» **Stored records**
┏━━
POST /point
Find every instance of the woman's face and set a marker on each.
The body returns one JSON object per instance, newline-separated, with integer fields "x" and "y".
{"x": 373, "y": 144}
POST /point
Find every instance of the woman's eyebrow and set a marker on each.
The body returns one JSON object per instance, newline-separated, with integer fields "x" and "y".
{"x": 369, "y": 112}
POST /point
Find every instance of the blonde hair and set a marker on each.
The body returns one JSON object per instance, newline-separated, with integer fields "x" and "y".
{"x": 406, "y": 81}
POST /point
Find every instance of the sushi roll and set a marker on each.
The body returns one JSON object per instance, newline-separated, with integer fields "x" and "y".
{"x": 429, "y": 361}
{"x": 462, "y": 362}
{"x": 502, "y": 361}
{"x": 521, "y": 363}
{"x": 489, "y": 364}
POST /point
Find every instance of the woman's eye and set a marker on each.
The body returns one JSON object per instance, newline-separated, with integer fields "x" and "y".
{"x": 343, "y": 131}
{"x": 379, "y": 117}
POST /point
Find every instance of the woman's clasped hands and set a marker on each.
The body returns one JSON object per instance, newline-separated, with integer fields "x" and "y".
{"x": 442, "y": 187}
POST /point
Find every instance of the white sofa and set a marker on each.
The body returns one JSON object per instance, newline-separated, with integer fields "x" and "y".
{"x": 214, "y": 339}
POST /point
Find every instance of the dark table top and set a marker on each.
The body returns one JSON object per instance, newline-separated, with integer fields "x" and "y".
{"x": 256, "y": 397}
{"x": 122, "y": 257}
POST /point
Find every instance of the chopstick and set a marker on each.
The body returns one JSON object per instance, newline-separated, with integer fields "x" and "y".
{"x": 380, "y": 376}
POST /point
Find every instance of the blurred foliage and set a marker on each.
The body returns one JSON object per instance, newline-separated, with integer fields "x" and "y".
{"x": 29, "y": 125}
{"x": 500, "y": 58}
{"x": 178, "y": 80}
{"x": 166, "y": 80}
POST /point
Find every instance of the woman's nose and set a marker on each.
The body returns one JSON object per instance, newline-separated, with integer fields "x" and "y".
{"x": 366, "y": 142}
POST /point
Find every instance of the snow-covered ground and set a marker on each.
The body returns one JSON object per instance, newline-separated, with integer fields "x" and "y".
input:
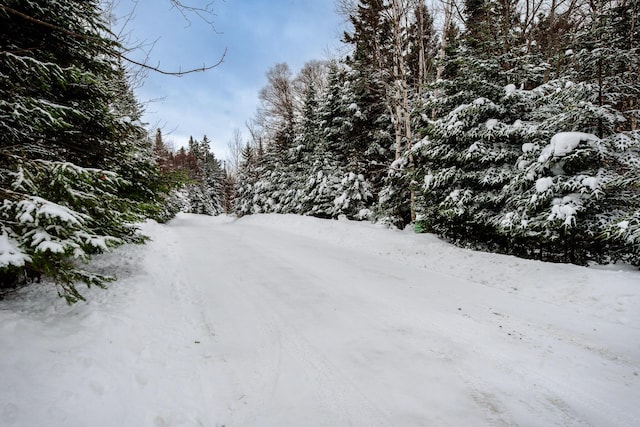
{"x": 295, "y": 321}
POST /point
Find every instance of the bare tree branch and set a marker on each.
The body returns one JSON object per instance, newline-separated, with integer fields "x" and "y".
{"x": 178, "y": 73}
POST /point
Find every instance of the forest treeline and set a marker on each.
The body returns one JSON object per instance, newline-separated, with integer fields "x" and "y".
{"x": 509, "y": 126}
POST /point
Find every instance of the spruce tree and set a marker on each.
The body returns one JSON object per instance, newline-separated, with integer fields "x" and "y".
{"x": 69, "y": 143}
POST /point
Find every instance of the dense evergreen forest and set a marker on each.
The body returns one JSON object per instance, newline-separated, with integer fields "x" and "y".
{"x": 509, "y": 126}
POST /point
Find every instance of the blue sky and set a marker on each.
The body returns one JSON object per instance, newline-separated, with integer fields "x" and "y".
{"x": 256, "y": 33}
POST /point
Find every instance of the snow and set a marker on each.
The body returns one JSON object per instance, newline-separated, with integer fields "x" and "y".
{"x": 510, "y": 89}
{"x": 564, "y": 143}
{"x": 543, "y": 184}
{"x": 527, "y": 147}
{"x": 491, "y": 123}
{"x": 288, "y": 320}
{"x": 592, "y": 182}
{"x": 10, "y": 254}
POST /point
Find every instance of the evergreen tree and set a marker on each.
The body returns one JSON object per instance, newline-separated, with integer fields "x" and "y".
{"x": 69, "y": 137}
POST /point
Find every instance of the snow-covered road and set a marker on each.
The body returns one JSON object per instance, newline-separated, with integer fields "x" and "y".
{"x": 292, "y": 321}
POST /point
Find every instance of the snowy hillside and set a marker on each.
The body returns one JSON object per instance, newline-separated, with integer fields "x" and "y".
{"x": 295, "y": 321}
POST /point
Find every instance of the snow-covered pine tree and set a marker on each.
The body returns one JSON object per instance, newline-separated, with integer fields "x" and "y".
{"x": 473, "y": 134}
{"x": 66, "y": 124}
{"x": 577, "y": 194}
┗━━
Identify every line in the material above that contains the word "evergreen", and copy each of those lines in full.

Find every instance of the dense evergreen forest and set a marker on each.
Find every instance of the evergreen tree and set a marker on each.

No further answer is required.